◆ WHAT IS BEING ASKED
Word for word, and without a single picture, repeat the entries.

◆ DATA PROVIDED
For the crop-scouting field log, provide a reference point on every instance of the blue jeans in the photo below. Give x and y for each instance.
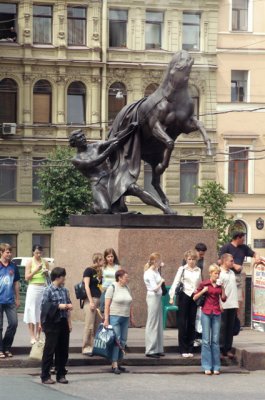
(210, 342)
(120, 327)
(11, 315)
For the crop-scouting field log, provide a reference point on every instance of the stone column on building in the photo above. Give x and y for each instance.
(61, 106)
(27, 96)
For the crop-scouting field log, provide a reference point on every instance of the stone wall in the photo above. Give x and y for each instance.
(73, 249)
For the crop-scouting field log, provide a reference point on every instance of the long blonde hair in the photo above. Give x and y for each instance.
(95, 258)
(152, 259)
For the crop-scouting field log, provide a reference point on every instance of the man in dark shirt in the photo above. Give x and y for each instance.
(239, 251)
(9, 299)
(55, 322)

◆ ANSWER
For the crop-scouting field log, provide a reference point on every instance of the blue jeans in the photo below. Give x and y for each instance.
(210, 342)
(120, 327)
(11, 315)
For the crop-scouting field log, provide a reference point on every instance of the stone column on building in the photo above. Give x and y for each instance.
(61, 106)
(27, 96)
For the crop-scouting field log, provide a reference point on every instance of the stone wall in the photo above. Give x and y for each instance.
(73, 249)
For the crop-scouting field log, provide a reference point on every instance of the long blonde hair in the photo above. Give x and y for each instance.
(95, 258)
(152, 259)
For the crop-scouting field log, provide a reference point on every instance of the man in dark shirt in the photo above. Give x and y for each instance.
(239, 251)
(9, 299)
(55, 322)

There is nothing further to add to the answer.